▶ Фрагмент текста:
################

Метатекст с маркером присоединения - соединительным союзом «и» - способствует дальнейшему рассуждению, сигнализируя читателю, что перед ним еще одно «попутное» (но не менее важное) воспоминание автора. Наречие еще (в первом случае в значении «кроме того, в придачу, вдобавок», во втором - «до сих пор») актуализирует семантику метатекстовых компонентов.
Метатекст может пояснять и «индивидуальное слово» персонажа, «растворенное» в авторском повествовании [3], уравнивая пресуппозиции автора и читателя.
«Сначала я был в отчаянии. Отпуск я уже оформил и деньги за билет отдал. Но потом меня осенило. И такое бывает иногда и с ученой братией. Я позвонил в Болгарию Ивану и эзоповским языком объяснил, что и как. Иван
Николаевич все мгновенно понял (просек, как тогда говорила моя младшая дочь) и через несколько дней я получил еще одну телеграмму» (А. Баталов. Судьба и ремесло).

################

▶ Исходные записи:

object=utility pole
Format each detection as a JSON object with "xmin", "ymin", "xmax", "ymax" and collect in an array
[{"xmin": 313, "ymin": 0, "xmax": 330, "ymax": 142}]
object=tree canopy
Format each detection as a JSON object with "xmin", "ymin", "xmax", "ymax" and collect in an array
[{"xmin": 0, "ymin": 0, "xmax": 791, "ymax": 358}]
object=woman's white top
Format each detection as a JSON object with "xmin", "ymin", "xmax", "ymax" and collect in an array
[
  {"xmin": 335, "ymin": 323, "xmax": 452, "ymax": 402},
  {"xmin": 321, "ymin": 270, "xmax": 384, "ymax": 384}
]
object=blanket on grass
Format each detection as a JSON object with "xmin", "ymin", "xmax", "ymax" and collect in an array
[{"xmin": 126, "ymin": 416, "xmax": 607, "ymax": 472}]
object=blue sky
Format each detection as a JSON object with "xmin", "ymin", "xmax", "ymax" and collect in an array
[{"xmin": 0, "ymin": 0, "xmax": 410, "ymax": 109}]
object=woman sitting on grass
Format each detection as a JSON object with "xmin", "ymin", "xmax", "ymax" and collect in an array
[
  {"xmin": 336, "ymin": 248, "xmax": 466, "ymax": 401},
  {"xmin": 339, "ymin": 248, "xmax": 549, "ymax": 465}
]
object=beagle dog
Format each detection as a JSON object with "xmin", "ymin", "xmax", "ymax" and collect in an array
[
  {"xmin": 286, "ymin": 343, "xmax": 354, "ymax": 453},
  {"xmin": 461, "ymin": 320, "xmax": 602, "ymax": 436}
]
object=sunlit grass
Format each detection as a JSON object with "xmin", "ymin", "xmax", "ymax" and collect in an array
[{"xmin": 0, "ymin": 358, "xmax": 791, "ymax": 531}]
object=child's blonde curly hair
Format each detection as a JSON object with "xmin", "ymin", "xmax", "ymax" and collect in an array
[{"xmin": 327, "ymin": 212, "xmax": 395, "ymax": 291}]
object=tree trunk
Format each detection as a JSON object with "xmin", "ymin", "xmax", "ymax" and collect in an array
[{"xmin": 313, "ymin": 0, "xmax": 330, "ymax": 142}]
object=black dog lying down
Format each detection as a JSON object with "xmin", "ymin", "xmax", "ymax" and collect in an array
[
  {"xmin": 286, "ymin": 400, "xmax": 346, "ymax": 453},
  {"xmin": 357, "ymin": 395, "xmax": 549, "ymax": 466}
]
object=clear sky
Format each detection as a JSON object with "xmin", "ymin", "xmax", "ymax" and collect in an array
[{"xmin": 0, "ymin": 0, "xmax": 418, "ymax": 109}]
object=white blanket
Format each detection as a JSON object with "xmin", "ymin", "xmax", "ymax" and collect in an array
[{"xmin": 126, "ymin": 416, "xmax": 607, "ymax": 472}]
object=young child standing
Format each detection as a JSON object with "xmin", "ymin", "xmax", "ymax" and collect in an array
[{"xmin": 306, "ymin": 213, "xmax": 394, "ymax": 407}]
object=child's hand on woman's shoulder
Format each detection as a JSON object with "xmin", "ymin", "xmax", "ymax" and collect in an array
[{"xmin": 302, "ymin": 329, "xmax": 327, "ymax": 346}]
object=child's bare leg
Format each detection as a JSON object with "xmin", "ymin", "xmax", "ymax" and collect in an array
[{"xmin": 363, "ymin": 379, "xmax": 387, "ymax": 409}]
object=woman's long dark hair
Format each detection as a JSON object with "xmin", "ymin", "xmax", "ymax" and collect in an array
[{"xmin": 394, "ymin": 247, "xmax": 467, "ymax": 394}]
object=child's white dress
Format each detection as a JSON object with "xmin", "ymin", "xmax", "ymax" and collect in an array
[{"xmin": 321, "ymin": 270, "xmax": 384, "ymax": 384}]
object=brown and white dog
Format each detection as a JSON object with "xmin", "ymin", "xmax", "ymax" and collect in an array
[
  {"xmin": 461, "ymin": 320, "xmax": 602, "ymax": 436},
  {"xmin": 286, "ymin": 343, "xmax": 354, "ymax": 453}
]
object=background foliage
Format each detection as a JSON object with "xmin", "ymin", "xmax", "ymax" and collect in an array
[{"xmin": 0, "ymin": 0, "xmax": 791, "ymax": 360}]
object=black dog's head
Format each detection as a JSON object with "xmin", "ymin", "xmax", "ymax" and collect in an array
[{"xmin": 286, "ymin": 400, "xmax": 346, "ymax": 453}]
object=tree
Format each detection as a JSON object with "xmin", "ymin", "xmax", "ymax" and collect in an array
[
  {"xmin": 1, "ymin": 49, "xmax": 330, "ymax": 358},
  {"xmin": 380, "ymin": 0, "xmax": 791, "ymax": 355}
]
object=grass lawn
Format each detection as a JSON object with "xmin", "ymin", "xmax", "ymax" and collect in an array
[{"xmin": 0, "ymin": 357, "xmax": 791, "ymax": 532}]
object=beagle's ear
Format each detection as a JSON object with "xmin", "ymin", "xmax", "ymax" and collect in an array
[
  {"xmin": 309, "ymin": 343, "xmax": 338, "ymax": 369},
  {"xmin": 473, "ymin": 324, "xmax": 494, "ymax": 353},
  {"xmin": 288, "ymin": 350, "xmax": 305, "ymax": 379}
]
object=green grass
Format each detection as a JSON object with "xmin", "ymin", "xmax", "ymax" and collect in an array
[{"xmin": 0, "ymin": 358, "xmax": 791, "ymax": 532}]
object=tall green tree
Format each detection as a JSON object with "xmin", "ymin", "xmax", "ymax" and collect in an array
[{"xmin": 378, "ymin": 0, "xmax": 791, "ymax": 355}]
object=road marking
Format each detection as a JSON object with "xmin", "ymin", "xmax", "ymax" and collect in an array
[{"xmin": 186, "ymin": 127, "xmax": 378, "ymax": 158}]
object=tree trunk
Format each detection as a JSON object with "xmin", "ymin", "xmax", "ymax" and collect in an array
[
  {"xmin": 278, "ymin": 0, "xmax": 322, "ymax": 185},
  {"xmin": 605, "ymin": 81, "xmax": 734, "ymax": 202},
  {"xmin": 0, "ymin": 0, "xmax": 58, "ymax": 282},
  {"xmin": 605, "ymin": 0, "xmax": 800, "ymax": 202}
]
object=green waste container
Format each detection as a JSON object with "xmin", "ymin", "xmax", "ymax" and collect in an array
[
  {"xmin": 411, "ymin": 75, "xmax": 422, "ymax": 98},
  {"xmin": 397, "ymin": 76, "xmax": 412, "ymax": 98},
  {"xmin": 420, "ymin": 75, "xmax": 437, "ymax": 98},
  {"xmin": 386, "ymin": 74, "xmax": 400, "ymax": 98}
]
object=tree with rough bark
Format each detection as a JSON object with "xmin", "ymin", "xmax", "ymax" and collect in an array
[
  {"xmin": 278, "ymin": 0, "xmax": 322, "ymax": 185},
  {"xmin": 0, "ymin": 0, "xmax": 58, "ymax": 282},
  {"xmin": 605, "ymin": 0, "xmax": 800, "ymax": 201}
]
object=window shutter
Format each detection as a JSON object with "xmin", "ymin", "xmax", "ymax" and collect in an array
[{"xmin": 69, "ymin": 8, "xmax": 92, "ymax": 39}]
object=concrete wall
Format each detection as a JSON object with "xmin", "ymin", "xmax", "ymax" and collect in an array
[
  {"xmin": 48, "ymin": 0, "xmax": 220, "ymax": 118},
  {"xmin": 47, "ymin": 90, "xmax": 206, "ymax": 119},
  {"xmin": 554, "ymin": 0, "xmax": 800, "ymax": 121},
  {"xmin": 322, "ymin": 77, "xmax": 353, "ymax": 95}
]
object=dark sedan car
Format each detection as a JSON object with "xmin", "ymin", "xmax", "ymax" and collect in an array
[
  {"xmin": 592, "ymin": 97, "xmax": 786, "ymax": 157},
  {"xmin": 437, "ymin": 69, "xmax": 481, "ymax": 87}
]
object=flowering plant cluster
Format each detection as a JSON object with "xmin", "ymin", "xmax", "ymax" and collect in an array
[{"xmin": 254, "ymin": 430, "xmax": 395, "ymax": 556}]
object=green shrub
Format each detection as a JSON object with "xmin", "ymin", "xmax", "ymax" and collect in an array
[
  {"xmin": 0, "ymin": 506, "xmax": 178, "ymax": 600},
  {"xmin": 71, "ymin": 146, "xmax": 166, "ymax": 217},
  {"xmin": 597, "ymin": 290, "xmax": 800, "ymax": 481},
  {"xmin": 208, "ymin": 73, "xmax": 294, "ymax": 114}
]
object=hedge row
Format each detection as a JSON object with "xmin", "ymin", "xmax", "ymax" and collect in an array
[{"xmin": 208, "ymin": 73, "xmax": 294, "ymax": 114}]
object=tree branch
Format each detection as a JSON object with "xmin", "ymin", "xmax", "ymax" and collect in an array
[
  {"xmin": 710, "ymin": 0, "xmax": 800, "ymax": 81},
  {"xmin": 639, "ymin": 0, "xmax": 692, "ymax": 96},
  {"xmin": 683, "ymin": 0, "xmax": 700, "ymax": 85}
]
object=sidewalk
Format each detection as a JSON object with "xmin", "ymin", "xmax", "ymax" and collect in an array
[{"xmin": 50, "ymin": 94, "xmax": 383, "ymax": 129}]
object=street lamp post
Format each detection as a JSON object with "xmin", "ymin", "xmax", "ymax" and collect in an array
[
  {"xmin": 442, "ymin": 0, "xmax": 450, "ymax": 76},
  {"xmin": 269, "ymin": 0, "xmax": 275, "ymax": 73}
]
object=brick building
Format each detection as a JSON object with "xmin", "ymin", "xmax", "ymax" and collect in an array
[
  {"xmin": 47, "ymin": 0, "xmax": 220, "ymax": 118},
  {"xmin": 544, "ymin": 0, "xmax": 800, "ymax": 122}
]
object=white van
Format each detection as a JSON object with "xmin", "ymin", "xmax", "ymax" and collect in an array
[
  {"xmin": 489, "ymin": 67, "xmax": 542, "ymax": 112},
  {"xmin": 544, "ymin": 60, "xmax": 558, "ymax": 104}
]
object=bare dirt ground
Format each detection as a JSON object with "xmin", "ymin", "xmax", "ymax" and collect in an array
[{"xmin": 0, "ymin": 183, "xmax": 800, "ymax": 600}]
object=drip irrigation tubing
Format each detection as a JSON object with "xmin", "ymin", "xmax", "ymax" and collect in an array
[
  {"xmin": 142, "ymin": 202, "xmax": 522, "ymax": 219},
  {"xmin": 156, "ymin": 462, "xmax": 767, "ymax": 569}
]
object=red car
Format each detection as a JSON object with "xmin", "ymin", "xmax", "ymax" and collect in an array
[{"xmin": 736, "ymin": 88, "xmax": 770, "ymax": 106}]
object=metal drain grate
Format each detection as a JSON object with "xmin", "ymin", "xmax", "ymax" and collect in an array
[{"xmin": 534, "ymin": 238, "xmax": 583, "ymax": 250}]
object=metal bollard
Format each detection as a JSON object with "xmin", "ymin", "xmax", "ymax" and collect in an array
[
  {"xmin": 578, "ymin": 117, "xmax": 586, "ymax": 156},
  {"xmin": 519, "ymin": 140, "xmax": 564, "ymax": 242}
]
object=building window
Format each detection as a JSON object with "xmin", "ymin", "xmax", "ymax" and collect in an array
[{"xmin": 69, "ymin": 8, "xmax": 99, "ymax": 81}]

################

▶ Исходный запрос A:
Какие строки записей содержат слово «metal» с учетом регистра? Выпишите каждую из них.
▶ Исходный запрос B:
Напишите продолжение отрывка о метатексте, начав сразу после его последнего предложения.
Отрывок о метатексте и записи взяты из разных источников.

▶ Результат A:
object=metal drain grate
object=metal bollard

▶ Результат B:
«Последствия моих упражнений в немецком языке и баллистике мне довелось узнать уже через несколько дней. А пока - пока я сдал свои дела в дивизии и вернулся в полк, где я очень быстро завершил свои несложные сборы. Но тут произошла осечка. Я надеялся забрать с собой свой «Фиат - западная пустыня» и триумфально уехать на нем в Москву. Представляю, какой бы фурор (тогда говорили, «фураж»!) он бы произвел!» (Н. Н. Моисеев. Как далеко до завтрашнего дня).
В метатексте содержится прямое указание на автора «чужого слова» («как тогда говорила моя младшая дочь»; «тогда говорили»), отражается языковой вкус времени. Точка зрения автора в метатексте ретроспективна, так как он «перемещается» назад по шкале времени», «маркером» чего становится прошедшая форма времени глагола и местоименное наречие тогда, активизирующее оппозицию тогда / теперь.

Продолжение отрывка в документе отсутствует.